Source passage:
####

- The poster for ONE Fight Night 25: Nicolas vs. Eersel 2
- Promotion: ONE Championship
- Date: October 5, 2024
- Venue: Lumpinee Boxing Stadium
- City: Bangkok, Thailand

Event chronology
| ONE Friday Fights 82: Yod-IQ vs. Dayakaev | ONE Fight Night 25: Nicolas vs. Eersel 2 | ONE Friday Fights 83: Panrit vs. Superball |

= ONE Fight Night 25 =

Combat sport events in 2024

ONE Fight Night 25: Nicolas vs. Eersel 2 was a combat sport event produced by ONE Championship that took place on October 5, 2024, at Lumpinee Boxing Stadium in Bangkok, Thailand.

== Background ==
A ONE Lightweight Kickboxing World Championship rematch between current champion Alexis Nicolas and former champion (also current ONE Lightweight Muay Thai World Champion) Regian Eersel headlined the event. They previously met at ONE Fight Night 21 in April 2024, where Nicolas won the title by unanimous decision.

####

Dataset excerpt:
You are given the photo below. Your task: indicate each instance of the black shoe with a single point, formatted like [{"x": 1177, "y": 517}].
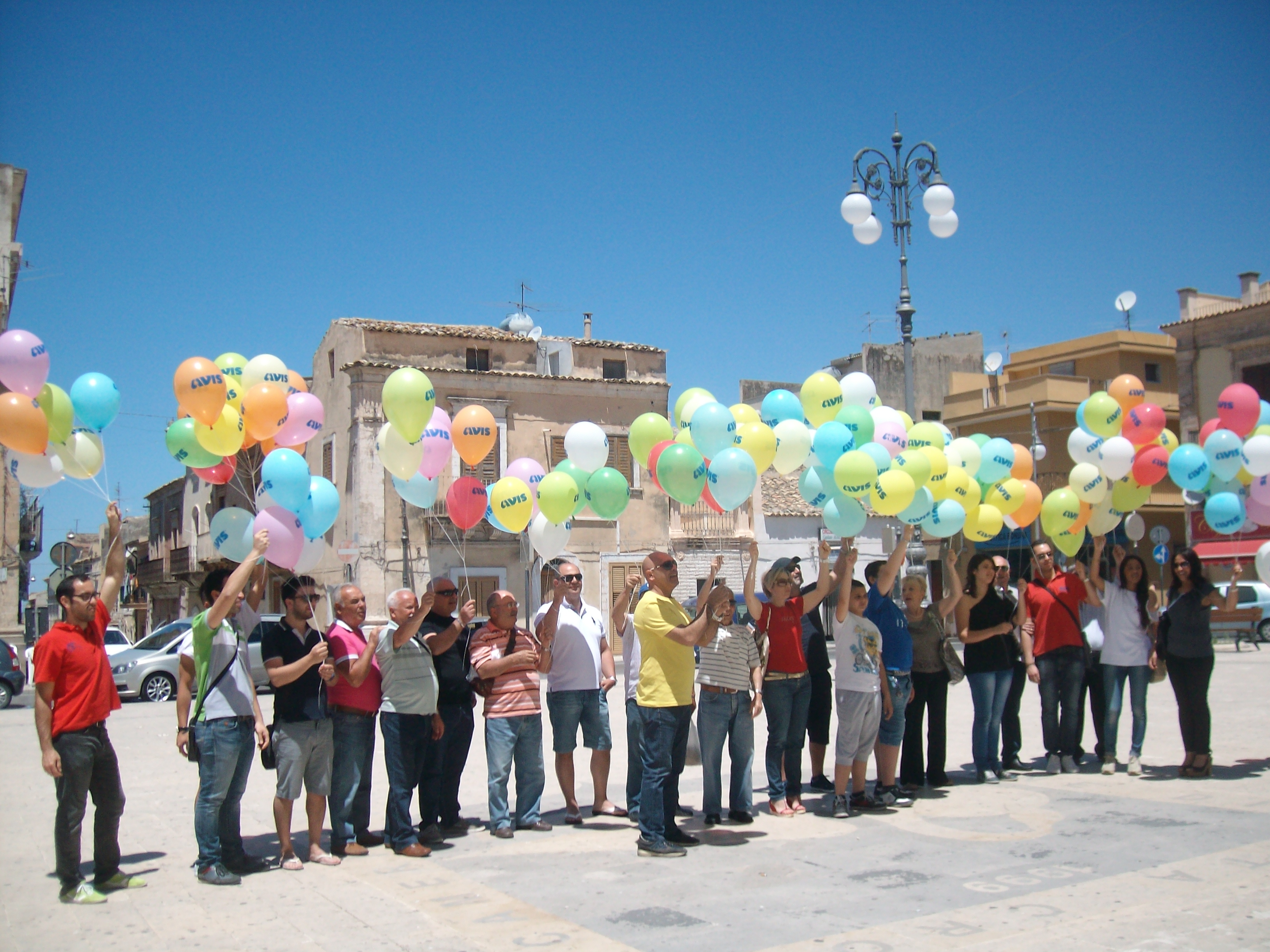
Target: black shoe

####

Exercise tasks:
1. Summarize the ONE Fight Night 25 article in two sentences.
2. Translate this sentence from the ONE Fight Night 25 article into Spanish: "They previously met at ONE Fight Night 21 in April 2024, where Nicolas won the title by unanimous decision."
3. Repeat the part of the ONE Fight Night 25 article starting at "- The poster" and ending at "in Bangkok, Thailand.".
The data has no connection to the ONE Fight Night 25 article.

Expected responses:
1. ONE Fight Night 25: Nicolas vs. Eersel 2 was a combat sport event produced by ONE Championship on October 5, 2024, at Lumpinee Boxing Stadium in Bangkok, Thailand. A ONE Lightweight Kickboxing World Championship rematch headlined it, with champion Alexis Nicolas facing former champion Regian Eersel, whom Nicolas had beaten by unanimous decision to win the title at ONE Fight Night 21 in April 2024.

2. Se enfrentaron previamente en ONE Fight Night 21 en abril de 2024, donde Nicolas ganó el título por decisión unánime.

3.
- The poster for ONE Fight Night 25: Nicolas vs. Eersel 2
- Promotion: ONE Championship
- Date: October 5, 2024
- Venue: Lumpinee Boxing Stadium
- City: Bangkok, Thailand

Event chronology
| ONE Friday Fights 82: Yod-IQ vs. Dayakaev | ONE Fight Night 25: Nicolas vs. Eersel 2 | ONE Friday Fights 83: Panrit vs. Superball |

= ONE Fight Night 25 =

Combat sport events in 2024

ONE Fight Night 25: Nicolas vs. Eersel 2 was a combat sport event produced by ONE Championship that took place on October 5, 2024, at Lumpinee Boxing Stadium in Bangkok, Thailand.